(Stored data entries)
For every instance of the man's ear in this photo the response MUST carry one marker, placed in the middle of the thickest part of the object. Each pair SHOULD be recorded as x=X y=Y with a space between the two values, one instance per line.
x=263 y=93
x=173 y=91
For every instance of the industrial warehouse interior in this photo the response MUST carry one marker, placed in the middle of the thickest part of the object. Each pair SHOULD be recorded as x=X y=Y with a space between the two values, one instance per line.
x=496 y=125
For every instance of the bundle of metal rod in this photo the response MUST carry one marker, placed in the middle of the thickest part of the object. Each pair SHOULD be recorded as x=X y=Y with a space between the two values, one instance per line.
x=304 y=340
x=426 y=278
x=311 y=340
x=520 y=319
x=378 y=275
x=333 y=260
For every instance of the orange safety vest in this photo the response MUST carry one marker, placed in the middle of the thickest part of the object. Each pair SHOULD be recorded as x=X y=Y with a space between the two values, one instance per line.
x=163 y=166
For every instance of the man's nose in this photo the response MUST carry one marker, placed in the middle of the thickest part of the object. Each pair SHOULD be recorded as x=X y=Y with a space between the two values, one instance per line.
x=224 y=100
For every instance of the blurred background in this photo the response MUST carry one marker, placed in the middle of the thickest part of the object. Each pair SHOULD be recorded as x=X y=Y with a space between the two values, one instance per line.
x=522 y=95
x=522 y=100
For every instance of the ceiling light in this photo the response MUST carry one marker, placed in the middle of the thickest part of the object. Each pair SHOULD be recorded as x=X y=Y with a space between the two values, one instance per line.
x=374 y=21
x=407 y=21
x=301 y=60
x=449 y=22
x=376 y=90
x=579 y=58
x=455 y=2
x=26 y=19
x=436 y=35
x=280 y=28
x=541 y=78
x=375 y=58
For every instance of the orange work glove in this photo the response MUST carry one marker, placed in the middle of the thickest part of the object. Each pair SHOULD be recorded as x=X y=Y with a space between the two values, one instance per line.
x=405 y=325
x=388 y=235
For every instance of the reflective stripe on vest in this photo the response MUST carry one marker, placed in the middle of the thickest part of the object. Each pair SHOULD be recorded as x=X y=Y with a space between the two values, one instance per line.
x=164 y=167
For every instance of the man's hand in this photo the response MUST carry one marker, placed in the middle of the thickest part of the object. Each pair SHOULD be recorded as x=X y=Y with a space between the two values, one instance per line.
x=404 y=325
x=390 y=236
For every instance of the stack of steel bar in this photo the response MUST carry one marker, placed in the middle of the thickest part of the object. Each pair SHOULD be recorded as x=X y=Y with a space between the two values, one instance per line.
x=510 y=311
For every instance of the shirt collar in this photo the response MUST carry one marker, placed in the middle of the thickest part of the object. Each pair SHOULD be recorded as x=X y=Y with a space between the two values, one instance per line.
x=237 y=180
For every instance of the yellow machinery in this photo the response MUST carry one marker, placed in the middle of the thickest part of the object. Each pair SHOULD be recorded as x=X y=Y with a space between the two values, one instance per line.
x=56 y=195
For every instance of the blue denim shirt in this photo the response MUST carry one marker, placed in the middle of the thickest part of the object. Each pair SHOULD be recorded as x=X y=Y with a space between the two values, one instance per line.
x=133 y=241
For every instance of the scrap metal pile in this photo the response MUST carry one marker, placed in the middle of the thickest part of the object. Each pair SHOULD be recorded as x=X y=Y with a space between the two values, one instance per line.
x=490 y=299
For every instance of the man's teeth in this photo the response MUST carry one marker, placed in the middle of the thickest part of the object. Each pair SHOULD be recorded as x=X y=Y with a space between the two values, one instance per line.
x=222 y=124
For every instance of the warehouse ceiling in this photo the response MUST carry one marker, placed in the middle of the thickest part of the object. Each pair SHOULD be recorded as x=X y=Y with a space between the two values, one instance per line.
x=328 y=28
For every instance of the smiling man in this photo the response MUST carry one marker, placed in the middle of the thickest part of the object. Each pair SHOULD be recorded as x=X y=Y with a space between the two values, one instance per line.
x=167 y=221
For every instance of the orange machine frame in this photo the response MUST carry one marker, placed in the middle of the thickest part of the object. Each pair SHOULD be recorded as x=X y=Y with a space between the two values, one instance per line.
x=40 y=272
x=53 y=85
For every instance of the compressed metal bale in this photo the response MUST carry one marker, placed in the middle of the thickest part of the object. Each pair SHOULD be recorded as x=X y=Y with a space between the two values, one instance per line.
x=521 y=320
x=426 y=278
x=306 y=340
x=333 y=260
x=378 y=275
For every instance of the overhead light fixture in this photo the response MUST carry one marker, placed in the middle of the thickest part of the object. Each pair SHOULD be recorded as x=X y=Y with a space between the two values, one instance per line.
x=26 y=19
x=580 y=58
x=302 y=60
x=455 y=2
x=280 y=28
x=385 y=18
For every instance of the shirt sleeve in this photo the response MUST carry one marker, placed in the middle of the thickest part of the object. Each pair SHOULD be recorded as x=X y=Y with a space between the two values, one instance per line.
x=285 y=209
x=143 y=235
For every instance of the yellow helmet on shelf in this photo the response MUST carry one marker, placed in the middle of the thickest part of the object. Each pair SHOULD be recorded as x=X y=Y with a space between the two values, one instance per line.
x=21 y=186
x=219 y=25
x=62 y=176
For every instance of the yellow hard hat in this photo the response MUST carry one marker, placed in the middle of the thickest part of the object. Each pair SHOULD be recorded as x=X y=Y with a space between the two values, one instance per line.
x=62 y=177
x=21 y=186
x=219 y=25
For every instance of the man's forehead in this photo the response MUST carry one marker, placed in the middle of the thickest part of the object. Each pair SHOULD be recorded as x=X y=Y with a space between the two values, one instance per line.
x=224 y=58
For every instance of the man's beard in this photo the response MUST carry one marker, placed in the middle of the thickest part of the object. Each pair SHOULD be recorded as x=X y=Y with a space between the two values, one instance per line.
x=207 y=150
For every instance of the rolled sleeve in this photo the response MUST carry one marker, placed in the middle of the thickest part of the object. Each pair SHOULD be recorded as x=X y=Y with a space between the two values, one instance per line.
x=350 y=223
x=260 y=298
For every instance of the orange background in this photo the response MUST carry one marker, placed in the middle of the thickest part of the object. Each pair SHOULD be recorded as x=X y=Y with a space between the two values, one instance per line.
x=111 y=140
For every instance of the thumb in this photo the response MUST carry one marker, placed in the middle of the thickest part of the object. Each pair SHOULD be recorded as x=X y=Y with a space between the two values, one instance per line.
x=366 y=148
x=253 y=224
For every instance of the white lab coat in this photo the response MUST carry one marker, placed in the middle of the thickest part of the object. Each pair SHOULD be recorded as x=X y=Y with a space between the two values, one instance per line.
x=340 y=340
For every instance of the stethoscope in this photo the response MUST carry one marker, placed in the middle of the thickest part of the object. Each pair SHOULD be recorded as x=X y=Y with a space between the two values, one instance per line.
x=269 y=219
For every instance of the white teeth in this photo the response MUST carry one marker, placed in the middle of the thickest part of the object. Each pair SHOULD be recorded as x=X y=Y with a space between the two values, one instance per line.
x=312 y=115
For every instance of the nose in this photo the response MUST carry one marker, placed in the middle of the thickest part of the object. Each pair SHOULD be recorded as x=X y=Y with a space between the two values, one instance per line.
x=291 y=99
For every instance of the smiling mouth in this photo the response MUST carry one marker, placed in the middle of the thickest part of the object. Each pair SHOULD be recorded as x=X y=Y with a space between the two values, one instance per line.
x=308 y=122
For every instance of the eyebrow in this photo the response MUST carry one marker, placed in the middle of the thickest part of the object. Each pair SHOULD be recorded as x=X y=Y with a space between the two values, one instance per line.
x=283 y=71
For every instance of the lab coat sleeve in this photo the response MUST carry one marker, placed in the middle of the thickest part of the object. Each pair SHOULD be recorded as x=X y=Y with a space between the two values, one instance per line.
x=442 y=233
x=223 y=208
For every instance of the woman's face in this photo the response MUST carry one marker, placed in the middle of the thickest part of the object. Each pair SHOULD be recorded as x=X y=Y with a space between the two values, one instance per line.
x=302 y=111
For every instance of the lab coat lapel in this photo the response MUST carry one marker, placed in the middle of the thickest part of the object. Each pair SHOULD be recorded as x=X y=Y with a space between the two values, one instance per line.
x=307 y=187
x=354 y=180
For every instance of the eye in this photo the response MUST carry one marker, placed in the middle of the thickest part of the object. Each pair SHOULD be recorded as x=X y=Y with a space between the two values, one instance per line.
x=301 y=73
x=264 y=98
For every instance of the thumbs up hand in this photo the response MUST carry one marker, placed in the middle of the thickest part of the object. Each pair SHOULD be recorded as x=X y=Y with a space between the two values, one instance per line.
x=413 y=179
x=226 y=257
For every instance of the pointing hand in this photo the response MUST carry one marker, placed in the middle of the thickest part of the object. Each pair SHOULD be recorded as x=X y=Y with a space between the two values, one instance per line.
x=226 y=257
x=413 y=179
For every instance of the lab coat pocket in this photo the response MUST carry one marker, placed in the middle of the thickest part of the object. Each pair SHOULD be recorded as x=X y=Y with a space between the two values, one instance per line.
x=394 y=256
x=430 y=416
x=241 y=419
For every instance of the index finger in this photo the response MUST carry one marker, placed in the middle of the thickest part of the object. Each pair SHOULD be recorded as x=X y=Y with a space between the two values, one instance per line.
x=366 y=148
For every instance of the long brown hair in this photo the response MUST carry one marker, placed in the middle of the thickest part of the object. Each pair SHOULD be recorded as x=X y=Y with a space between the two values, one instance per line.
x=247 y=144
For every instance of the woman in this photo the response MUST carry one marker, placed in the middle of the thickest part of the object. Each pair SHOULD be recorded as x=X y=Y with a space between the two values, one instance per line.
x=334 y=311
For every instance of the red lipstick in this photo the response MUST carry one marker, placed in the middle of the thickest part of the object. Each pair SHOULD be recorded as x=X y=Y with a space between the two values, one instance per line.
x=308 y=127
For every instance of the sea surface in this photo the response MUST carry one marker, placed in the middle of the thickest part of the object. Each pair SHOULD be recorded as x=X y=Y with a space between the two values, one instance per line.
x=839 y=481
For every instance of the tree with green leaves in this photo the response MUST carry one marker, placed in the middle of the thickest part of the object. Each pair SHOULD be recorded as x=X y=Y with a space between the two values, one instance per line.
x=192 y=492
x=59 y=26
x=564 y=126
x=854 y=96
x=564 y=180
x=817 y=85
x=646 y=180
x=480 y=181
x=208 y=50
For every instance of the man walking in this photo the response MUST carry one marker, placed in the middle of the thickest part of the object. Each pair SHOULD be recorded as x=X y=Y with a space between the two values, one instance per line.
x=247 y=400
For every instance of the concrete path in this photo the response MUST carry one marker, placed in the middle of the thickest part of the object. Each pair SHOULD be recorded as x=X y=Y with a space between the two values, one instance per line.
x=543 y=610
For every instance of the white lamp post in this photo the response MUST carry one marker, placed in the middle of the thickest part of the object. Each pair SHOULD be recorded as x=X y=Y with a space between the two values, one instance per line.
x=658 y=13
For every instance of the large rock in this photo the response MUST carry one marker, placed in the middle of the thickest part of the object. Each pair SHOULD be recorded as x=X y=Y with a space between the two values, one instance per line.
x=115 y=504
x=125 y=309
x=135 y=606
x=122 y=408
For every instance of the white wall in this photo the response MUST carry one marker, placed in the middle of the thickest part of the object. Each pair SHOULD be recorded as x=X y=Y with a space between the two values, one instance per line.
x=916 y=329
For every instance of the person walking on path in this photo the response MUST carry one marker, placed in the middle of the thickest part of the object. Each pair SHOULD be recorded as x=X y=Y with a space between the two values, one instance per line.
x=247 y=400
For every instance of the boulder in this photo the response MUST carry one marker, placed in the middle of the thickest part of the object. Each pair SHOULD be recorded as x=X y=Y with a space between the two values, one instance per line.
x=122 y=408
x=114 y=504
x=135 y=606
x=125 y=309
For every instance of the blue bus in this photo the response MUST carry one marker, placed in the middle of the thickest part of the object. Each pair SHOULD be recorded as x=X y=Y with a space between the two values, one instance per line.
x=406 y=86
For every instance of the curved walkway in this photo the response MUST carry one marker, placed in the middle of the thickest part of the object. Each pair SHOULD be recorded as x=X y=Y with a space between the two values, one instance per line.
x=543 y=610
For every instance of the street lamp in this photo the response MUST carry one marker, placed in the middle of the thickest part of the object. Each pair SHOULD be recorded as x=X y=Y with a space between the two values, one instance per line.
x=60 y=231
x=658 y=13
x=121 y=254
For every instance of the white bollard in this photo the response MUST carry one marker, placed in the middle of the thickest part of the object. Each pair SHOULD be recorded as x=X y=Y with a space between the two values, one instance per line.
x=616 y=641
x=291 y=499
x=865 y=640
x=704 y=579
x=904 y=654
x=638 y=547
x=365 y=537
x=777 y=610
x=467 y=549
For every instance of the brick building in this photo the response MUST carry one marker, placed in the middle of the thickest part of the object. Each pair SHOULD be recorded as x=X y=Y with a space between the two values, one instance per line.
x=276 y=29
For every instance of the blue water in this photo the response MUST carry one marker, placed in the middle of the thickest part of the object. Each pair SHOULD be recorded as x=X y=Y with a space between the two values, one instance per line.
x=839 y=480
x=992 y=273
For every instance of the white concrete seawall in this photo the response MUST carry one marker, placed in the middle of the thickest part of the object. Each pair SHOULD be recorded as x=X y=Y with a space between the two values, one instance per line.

Brief ::
Reproduce, word for word, the stretch of the data from the line containing "For every instance of the man's beard" through the line containing "x=207 y=150", including both of those lines.

Task result ::
For every instance of the man's beard in this photo the response MUST carry one marker, placed in the middle of the thickest part of the object. Each pair SHOULD be recorded as x=X y=Y with a space between the two values, one instance per line.
x=207 y=150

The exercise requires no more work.